Please reproduce the full listing exactly, with nothing added.

***** EXTRACTED DATA

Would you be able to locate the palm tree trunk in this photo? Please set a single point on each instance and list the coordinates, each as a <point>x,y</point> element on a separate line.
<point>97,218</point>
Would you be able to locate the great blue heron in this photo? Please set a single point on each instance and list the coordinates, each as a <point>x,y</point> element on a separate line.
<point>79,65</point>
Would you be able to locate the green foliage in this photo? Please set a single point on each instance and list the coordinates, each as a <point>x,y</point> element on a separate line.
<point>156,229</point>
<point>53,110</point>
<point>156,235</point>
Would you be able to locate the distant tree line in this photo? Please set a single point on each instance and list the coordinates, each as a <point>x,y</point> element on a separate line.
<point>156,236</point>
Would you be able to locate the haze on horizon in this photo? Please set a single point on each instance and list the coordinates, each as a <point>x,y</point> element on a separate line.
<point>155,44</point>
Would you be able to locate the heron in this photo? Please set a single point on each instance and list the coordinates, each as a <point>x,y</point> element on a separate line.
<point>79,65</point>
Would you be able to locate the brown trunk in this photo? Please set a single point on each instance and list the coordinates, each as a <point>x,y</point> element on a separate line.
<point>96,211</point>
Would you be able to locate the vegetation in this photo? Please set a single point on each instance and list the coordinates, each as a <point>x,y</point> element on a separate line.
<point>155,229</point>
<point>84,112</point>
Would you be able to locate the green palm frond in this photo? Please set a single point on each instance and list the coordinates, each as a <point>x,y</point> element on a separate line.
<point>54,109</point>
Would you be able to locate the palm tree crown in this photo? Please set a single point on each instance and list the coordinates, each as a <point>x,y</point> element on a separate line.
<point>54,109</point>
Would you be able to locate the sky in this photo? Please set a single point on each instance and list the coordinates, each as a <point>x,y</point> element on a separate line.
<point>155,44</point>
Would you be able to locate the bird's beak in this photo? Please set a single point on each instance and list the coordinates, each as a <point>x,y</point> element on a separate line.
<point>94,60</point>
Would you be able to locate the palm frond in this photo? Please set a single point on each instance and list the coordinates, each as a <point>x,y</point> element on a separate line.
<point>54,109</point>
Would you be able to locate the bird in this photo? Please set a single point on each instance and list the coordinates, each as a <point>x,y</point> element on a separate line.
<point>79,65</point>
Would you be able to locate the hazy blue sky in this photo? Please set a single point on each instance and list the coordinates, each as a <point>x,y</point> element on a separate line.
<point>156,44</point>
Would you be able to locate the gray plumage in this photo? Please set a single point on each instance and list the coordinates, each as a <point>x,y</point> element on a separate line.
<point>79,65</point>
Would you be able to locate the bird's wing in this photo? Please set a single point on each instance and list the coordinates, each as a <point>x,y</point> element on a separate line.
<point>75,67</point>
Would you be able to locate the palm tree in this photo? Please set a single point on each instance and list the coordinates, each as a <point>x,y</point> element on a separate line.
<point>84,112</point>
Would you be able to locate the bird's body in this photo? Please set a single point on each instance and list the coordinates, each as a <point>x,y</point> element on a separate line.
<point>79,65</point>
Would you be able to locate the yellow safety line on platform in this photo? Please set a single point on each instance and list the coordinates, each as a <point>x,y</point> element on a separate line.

**********

- EXPECTED ANSWER
Would you be able to locate the palm tree trunk in this photo? Please set a single point on each instance and list the coordinates, each as a <point>x,y</point> element on a separate line.
<point>97,218</point>
Would you be able to locate the great blue heron in this photo? Please set a single point on each instance and list the coordinates, each as a <point>x,y</point> element on a separate line.
<point>79,65</point>
Would you be able to locate the green foliage in this photo? Please set a single point on each instance and list the coordinates, each as a <point>x,y</point> element on a separate line.
<point>156,229</point>
<point>53,110</point>
<point>156,235</point>
Would you be able to locate the distant tree line in this photo? Please set a single point on each instance and list the coordinates, each as a <point>x,y</point> element on a separate line.
<point>156,236</point>
Would you be able to locate the haze on horizon in this photo? Please set a single point on each instance and list the coordinates, each as a <point>x,y</point> element on a separate line.
<point>155,44</point>
Would you be able to locate the heron in this photo? Please set a single point on each instance and list the coordinates, each as a <point>x,y</point> element on a separate line.
<point>79,65</point>
Would you be able to locate the brown trunk in this photo? Please set a single point on each instance and list the coordinates, each as a <point>x,y</point> element on a separate line.
<point>96,211</point>
Would you be able to locate the vegetation in this photo? Please set a single point on each instance and list the coordinates, each as a <point>x,y</point> element on a separate line.
<point>155,229</point>
<point>84,112</point>
Would you be able to locate the green palm frond in this photo? Please set a single point on each instance and list the coordinates, each as a <point>x,y</point> element on a separate line.
<point>54,109</point>
Would you be able to locate the palm tree crown in this photo? Please set a single point on each instance and list the coordinates, each as a <point>x,y</point> element on a separate line.
<point>54,109</point>
Would you be able to locate the sky in this photo? Please set a single point on each instance and list the coordinates, each as a <point>x,y</point> element on a separate line.
<point>155,44</point>
Would you be able to locate the bird's beak in this photo? Please set a single point on each instance and list the coordinates, each as a <point>x,y</point> element on a separate line.
<point>94,60</point>
Would you be able to locate the palm frond in this photo? Please set a single point on each instance and list the coordinates, each as a <point>x,y</point> element on a separate line.
<point>54,109</point>
Would you be able to locate the bird in this photo? Please set a single point on each instance and list the coordinates, each as a <point>x,y</point> element on a separate line.
<point>79,65</point>
Would you be able to locate the hazy blue sky in this photo? Please set a single point on each instance and list the coordinates, each as a <point>x,y</point> element on a separate line.
<point>156,44</point>
Would you be able to locate the gray plumage in this photo? Please set a single point on each instance and list the coordinates, each as a <point>x,y</point> element on a separate line.
<point>79,65</point>
Would you be able to locate the bird's wing in this photo? Please set a single point on each instance and list the coordinates, each as a <point>x,y</point> element on a separate line.
<point>75,67</point>
Would you be able to locate the palm tree in this photo? Please set a single point on each instance and list the coordinates, each as a <point>x,y</point> element on a separate line.
<point>84,112</point>
Would you be able to locate the bird's body in this photo? Please set a single point on each instance and list the coordinates, each as a <point>x,y</point> element on a separate line.
<point>79,65</point>
Would you be able to locate the yellow safety line on platform in this photo? Please set a single point on each instance and list the coordinates, each as a <point>x,y</point> element on a separate line.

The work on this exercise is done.